▶ **DOCUMENT SECTION**
This is a well crafted book about people I just can't understand or relate to in any way. Mechanically, the only problem was with the book jumping from time period to time period too often, and not clearly. Another poster mentioned that the reader will "fall in love" with all of these people. I not only didn't fall in love with all of them, I don't know if I would even want to KNOW them. The exception is Sophie, who I did fall in love with. What a strong, funny, gutsy, loving girl. I wish they never would let Zoe anywhere near her.

WHAT parent of a critically ill child, in reality, would even for one second be giving training and qualifying for the Olympics one thought? Kate's selfishness was pretty mind boggling. Jack was a good father but had some pretty severe character flaws himself. He seemed to have no problem with cheating on Kate and seeing how Zoe would hurt Kate, and yet they all just went on their merry way together. At one point Kate worried about what Zoe would "do to them," as though they were defenseless victims. I guess they were since neither of them ever stood up to her and forced her to take responsibility for her actions, They just patted her back as she said "sorry, sorry, sorry." "Sorry" wouldn't cut it with me. I couldn't believe the choice Jack made for Kate the end of the book. Are these people insane?

Then Zoe. I didn't care at all what supposedly had affected her so traumatically but I do know that she was essentially a monster, who would do ANYTHING to win, and win again and again, and to take vengeance on anyone, namely Kate, she felt was ahead of her.

▶ **EXERCISE REQUIREMENTS**
A. Name every character the book review mentions by name.
B. Reproduce the book review verbatim, starting with "WHAT parent of" and going on through "these people insane?".
The records that come after this book review have no connection to it.

▶ **ENTRIES PROVIDED**
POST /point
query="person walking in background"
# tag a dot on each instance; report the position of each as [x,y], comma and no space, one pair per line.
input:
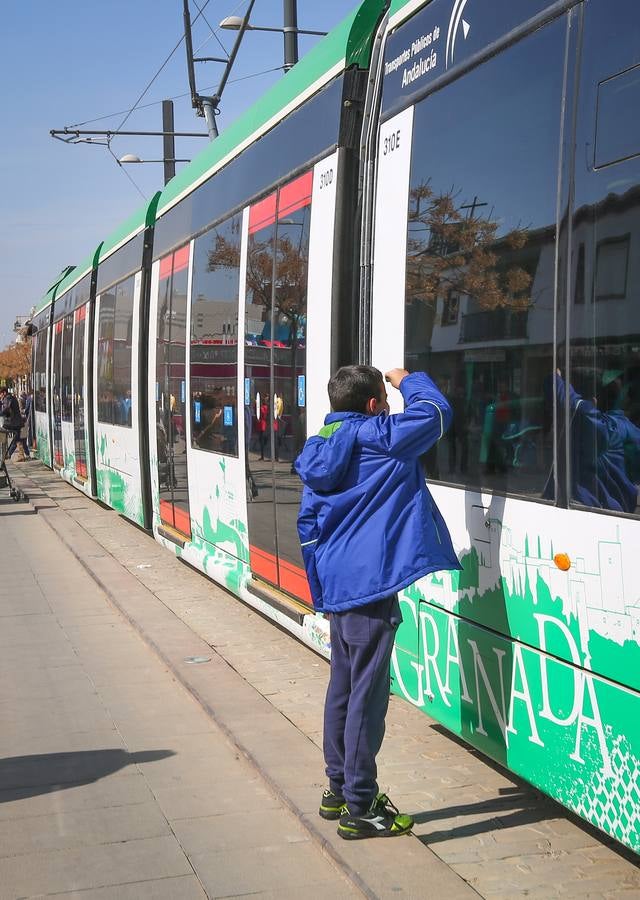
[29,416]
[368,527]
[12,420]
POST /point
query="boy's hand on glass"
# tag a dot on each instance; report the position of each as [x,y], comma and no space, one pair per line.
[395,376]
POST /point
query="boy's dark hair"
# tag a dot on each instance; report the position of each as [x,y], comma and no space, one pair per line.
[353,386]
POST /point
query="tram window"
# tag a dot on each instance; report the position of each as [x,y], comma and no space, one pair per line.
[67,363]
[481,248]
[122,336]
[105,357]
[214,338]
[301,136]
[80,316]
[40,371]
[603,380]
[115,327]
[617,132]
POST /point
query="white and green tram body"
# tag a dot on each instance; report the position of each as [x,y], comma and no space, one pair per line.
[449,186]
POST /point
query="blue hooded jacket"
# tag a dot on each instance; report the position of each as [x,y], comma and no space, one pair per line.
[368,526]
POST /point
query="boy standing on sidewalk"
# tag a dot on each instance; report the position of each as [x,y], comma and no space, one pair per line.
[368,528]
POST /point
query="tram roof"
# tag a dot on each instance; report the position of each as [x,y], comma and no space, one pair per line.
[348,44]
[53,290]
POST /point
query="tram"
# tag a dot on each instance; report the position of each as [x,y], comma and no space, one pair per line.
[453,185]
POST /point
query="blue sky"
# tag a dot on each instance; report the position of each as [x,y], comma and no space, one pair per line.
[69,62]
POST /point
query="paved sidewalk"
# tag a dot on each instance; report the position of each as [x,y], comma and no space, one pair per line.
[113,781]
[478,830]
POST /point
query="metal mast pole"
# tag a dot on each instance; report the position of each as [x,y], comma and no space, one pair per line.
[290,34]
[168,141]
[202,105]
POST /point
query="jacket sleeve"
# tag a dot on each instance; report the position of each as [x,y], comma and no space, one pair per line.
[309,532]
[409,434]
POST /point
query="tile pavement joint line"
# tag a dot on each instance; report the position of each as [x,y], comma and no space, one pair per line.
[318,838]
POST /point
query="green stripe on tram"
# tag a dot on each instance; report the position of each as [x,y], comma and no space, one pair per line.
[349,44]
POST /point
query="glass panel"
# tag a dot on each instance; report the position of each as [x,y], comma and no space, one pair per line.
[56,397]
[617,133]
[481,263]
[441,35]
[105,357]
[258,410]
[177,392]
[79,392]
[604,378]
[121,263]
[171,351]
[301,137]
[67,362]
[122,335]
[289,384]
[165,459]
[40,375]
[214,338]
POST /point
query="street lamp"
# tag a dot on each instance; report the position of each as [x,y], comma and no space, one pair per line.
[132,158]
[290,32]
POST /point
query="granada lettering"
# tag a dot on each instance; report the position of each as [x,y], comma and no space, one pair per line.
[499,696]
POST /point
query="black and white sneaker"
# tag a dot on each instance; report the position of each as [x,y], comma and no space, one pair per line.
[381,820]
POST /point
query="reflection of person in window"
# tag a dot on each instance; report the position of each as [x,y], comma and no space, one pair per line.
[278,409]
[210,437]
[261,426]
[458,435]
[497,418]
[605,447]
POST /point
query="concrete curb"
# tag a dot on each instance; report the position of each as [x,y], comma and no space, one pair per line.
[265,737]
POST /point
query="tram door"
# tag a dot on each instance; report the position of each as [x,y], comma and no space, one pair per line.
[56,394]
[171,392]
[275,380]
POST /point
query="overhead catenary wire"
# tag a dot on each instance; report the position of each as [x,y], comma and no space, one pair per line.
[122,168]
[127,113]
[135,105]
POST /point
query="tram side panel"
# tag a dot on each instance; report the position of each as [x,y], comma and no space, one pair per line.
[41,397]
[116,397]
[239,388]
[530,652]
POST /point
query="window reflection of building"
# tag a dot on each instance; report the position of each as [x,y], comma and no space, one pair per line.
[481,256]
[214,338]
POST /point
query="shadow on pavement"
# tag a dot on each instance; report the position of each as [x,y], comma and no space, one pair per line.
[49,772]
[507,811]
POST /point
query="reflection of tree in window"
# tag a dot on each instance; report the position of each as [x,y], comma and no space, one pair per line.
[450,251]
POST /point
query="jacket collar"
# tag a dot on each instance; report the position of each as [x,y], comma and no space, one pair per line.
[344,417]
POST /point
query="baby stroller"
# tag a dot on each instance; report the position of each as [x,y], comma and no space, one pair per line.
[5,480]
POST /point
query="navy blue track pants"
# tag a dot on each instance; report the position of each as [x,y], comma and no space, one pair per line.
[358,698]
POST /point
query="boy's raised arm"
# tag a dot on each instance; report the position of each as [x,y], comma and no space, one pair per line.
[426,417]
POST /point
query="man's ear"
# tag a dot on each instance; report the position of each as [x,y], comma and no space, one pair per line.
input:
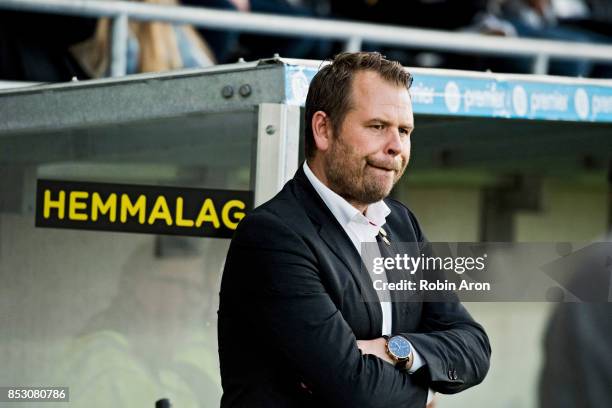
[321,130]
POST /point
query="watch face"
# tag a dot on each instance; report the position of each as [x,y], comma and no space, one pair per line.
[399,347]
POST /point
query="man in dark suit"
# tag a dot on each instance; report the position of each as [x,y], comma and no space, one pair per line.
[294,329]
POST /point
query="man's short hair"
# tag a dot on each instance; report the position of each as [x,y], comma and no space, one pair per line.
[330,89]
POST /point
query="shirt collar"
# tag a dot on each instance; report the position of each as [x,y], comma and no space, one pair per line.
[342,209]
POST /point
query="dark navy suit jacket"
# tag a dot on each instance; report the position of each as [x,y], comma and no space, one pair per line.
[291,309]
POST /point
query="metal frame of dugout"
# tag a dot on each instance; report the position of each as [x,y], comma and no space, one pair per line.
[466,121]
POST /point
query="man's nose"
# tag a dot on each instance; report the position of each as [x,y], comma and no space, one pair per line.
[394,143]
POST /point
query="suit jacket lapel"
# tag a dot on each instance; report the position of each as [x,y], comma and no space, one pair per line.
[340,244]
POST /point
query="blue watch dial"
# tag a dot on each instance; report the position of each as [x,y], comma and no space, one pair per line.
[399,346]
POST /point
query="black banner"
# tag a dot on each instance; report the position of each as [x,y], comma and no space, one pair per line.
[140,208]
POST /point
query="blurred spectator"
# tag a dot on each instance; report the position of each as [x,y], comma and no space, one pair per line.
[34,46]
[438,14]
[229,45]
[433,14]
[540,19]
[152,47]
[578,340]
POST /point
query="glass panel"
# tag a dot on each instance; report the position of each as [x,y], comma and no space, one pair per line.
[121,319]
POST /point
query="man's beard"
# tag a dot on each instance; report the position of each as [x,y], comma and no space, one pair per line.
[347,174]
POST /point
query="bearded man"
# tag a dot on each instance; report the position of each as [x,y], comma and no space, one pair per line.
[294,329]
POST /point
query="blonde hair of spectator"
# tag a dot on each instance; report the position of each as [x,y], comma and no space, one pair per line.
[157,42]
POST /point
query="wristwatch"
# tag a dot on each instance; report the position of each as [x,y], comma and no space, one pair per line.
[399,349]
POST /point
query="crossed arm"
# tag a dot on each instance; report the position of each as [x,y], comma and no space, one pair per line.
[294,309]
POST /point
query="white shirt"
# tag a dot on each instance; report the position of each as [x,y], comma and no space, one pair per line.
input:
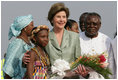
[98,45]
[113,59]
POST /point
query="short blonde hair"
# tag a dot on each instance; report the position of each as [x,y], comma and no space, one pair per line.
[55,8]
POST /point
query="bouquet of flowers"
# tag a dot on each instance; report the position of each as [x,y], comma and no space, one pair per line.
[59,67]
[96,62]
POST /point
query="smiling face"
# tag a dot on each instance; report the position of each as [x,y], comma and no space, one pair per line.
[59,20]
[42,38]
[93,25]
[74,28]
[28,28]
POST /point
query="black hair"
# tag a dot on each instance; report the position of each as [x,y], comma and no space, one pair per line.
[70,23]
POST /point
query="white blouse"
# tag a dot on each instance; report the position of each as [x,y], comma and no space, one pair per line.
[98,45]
--
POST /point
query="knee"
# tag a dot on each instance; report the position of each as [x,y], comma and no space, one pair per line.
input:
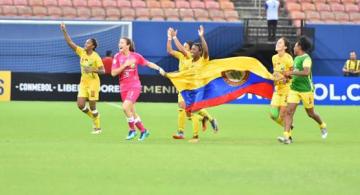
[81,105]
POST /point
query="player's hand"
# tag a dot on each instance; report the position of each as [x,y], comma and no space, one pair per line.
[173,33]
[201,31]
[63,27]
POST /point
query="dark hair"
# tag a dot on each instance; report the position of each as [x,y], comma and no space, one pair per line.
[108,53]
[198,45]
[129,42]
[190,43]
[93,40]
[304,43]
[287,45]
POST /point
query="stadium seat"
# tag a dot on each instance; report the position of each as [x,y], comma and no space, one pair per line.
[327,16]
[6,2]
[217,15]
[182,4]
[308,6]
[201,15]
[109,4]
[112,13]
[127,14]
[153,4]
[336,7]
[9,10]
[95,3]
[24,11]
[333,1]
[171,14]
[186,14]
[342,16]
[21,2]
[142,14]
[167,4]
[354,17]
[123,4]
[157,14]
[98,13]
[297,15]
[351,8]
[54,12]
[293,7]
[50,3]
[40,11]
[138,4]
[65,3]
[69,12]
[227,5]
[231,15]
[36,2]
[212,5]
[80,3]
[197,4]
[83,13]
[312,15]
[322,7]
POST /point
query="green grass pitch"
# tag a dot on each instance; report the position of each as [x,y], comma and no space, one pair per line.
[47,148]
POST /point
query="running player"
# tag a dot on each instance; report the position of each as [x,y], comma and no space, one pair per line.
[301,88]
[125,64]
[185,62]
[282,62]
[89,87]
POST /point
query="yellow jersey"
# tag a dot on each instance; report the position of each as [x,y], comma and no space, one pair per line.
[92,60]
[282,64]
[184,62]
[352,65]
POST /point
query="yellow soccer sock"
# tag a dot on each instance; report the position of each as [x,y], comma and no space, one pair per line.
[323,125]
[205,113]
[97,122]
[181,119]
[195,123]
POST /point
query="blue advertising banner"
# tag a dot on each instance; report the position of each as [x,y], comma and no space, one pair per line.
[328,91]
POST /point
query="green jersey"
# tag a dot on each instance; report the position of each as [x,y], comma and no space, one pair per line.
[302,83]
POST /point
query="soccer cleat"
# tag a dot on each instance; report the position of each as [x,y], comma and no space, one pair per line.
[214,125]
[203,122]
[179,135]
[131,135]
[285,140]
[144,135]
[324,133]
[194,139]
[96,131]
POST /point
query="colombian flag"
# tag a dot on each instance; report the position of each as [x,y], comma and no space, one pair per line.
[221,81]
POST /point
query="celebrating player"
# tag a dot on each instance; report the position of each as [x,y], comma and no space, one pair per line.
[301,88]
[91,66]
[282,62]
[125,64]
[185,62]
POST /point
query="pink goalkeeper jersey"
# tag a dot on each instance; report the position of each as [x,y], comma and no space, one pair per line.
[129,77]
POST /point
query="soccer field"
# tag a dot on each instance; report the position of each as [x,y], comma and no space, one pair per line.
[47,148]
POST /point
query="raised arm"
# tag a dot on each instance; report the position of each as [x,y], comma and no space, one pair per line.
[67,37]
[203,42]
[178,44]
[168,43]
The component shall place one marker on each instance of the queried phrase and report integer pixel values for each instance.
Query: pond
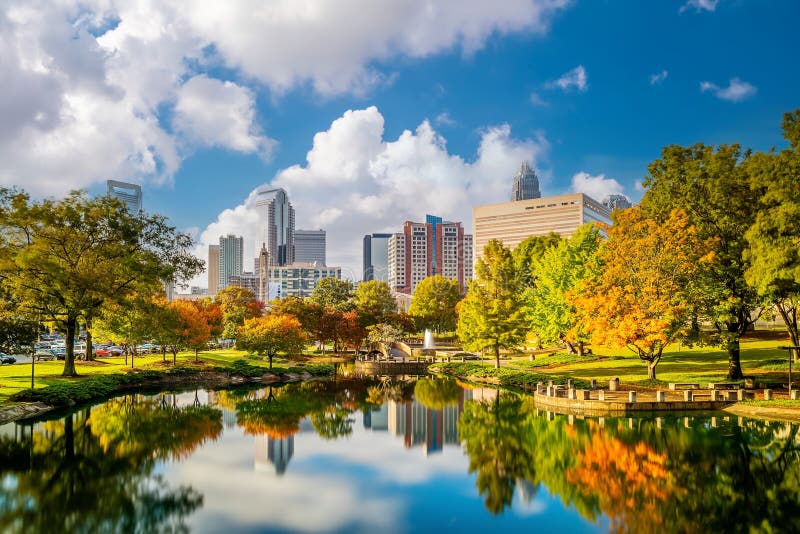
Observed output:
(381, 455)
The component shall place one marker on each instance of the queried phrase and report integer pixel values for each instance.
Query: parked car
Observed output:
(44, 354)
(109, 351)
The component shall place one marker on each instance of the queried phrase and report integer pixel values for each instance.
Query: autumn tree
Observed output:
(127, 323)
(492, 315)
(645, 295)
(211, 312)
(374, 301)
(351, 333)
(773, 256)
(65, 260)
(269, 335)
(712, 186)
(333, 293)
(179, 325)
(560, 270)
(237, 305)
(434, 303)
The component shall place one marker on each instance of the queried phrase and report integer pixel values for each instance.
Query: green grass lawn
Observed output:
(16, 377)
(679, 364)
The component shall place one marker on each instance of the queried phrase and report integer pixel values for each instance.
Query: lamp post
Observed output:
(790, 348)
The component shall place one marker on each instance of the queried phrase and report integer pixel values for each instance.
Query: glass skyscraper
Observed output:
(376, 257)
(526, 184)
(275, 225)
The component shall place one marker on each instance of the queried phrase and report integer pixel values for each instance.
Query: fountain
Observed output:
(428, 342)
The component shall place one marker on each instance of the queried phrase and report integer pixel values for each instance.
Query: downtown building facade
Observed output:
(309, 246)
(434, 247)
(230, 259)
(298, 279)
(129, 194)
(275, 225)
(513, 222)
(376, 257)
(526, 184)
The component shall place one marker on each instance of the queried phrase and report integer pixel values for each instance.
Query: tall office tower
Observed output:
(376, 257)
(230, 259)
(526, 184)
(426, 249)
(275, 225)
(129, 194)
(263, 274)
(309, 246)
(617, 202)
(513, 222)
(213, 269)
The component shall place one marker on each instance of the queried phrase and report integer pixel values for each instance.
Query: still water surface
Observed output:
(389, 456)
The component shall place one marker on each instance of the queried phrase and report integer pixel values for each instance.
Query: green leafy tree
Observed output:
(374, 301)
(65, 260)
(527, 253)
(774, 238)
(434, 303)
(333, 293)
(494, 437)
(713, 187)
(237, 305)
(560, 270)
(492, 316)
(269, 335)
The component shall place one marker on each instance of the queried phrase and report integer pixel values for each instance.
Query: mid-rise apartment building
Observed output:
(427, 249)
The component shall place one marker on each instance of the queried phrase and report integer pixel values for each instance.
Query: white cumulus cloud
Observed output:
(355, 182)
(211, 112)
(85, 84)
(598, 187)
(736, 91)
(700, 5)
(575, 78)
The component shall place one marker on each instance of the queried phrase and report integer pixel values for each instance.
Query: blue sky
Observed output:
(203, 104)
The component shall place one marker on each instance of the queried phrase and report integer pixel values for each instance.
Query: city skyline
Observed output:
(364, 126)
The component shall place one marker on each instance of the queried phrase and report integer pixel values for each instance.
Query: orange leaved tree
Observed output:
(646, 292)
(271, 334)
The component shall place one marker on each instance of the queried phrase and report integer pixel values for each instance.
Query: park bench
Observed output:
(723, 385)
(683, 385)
==
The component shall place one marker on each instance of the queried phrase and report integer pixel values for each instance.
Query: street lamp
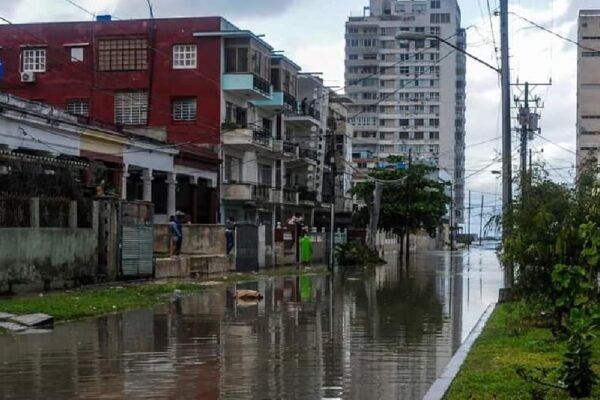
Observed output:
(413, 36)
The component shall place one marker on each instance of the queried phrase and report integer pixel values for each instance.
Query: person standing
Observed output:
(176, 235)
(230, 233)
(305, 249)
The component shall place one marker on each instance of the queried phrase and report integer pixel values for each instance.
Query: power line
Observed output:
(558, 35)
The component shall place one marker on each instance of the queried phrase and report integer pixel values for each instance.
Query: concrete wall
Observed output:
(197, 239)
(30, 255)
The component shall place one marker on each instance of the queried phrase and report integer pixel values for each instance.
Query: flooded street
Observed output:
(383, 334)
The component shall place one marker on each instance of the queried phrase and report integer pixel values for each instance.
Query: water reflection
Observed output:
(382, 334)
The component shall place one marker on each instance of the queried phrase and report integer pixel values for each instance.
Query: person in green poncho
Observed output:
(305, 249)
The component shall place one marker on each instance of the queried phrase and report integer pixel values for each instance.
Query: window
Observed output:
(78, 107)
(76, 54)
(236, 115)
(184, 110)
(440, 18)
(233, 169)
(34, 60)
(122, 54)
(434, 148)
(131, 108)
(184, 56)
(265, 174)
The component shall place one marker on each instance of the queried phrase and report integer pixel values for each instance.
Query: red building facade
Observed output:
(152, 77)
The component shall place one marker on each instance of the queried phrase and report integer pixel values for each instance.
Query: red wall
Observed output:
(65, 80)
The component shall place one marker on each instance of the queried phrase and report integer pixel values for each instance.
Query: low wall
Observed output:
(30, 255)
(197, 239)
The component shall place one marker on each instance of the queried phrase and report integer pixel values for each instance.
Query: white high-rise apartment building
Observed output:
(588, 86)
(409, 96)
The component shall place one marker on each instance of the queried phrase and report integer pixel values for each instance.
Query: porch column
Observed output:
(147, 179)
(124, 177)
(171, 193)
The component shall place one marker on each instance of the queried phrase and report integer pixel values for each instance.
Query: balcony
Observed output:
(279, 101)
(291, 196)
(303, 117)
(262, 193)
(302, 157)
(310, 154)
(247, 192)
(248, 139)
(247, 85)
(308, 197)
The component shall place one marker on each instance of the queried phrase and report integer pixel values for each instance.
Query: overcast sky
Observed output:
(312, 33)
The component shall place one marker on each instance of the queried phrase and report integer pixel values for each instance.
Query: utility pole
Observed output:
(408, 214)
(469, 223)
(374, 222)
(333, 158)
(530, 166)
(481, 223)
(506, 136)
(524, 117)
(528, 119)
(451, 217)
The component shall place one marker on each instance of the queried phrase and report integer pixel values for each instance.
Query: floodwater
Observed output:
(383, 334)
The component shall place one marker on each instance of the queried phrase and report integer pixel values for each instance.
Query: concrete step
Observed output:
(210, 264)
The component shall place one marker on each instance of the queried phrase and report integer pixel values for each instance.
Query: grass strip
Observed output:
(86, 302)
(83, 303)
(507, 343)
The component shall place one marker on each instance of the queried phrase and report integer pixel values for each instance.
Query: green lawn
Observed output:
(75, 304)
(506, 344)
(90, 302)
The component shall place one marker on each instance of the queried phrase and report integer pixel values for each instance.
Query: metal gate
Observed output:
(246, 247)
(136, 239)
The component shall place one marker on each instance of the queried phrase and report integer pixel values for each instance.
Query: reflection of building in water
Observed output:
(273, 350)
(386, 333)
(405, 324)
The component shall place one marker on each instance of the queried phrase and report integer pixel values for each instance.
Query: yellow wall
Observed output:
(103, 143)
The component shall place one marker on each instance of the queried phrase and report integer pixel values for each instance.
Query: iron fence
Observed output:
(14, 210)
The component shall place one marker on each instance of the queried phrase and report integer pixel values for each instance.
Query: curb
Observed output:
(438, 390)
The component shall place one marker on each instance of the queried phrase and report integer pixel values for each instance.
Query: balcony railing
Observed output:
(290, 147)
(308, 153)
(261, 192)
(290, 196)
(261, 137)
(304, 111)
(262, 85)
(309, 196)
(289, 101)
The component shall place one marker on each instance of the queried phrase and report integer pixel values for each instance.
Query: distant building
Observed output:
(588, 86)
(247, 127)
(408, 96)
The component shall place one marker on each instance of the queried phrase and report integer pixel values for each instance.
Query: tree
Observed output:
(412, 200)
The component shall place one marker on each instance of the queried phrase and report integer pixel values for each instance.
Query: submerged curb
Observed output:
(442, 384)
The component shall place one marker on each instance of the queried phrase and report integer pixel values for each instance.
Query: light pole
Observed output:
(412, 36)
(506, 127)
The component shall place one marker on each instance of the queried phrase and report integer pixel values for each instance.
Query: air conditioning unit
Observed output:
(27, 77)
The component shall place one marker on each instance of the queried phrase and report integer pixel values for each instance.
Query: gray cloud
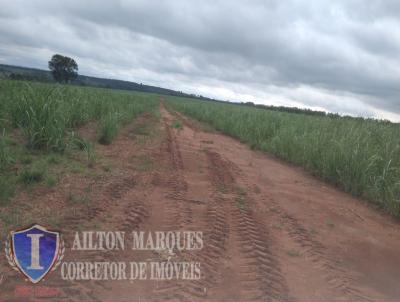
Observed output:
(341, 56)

▶ **SOLUTIONS FOR EACH TASK**
A. Sophie, Zoe, Kate, Jack

B.
WHAT parent of a critically ill child, in reality, would even for one second be giving training and qualifying for the Olympics one thought? Kate's selfishness was pretty mind boggling. Jack was a good father but had some pretty severe character flaws himself. He seemed to have no problem with cheating on Kate and seeing how Zoe would hurt Kate, and yet they all just went on their merry way together. At one point Kate worried about what Zoe would "do to them," as though they were defenseless victims. I guess they were since neither of them ever stood up to her and forced her to take responsibility for her actions, They just patted her back as she said "sorry, sorry, sorry." "Sorry" wouldn't cut it with me. I couldn't believe the choice Jack made for Kate the end of the book. Are these people insane?